[EXERCISE REQUIREMENTS]: Write out every line of the data below exactly as given.

Stored data entries
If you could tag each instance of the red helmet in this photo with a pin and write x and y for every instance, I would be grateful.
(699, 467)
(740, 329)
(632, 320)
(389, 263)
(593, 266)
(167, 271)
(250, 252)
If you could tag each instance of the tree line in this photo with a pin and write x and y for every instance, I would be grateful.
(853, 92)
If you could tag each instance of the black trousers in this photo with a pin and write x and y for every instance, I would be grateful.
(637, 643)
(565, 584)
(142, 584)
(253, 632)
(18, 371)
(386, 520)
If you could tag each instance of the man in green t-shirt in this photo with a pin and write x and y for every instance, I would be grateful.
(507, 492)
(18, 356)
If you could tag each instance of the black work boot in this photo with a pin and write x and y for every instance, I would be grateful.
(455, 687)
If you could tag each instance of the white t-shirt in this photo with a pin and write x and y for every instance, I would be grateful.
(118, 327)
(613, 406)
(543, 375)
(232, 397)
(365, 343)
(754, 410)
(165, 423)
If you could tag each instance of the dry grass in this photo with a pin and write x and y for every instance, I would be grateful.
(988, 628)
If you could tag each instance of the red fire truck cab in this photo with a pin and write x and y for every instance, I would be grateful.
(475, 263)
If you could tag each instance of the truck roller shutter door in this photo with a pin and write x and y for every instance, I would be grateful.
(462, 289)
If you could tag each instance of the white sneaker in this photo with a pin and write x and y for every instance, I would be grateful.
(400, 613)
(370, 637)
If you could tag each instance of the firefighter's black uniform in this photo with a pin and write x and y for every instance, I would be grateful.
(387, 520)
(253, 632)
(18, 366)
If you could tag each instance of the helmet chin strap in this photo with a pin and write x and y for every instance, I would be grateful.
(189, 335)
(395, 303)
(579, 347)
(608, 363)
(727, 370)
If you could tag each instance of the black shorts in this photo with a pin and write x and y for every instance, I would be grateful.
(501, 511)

[REPLY]:
If you could tag each instance of the red helmet in this photo with a pin and write x and y for every instance, I would be grateful.
(699, 467)
(740, 329)
(632, 320)
(389, 263)
(593, 266)
(167, 271)
(250, 252)
If you could tag each instance of the tree line in this photo with a pin and write x and y for every instance, I would be grateful.
(853, 92)
If you could tag each instance of the black trousers in this photo with a pin and write x and y for every instance, I would be grateful.
(637, 643)
(565, 584)
(142, 584)
(253, 632)
(18, 371)
(386, 520)
If you could tag each instance of the man in green t-shirt in this photo with a pin and write x and y for every instance, I would be grateful.
(507, 492)
(18, 356)
If you could tag each instance of the black work boot in this photo with a pin and write x and y for every instance, I would be grateful.
(455, 687)
If you could tag each instance of the white t-shirt in this photo with a pin and write x and y for every instance, I would be grateful.
(118, 327)
(613, 406)
(543, 375)
(232, 397)
(365, 343)
(754, 410)
(165, 423)
If you could tag each instance of the dry grass in this photo with a pin and write x and y for every instance, I would be grateful.
(988, 628)
If you could tag each instance of the red fire truck cab in this photo with a pin and write x and y for every instance, I would be grateful.
(475, 263)
If you could tag each instance of the truck roller shutter door in this photo with a pin and write x and y for every instance, I would be grateful.
(462, 289)
If you could tag each instance of the white sneaker in this photo with a pin and write x and y for every instance, I would be grateful.
(400, 613)
(370, 637)
If you could tag each instance of the firefighter's black uniform in this photo with a pin and write x and y for every instance, I would be grateful.
(387, 520)
(253, 632)
(18, 366)
If you could tag each instance of the helmet chin strap in this photo with a pin and write x and y for every instance, I would be grateful.
(189, 335)
(395, 303)
(579, 347)
(608, 363)
(727, 370)
If you could tag each instance of the black shorts in this photo with a pin and write x and y for every instance, I would be grateful.
(501, 511)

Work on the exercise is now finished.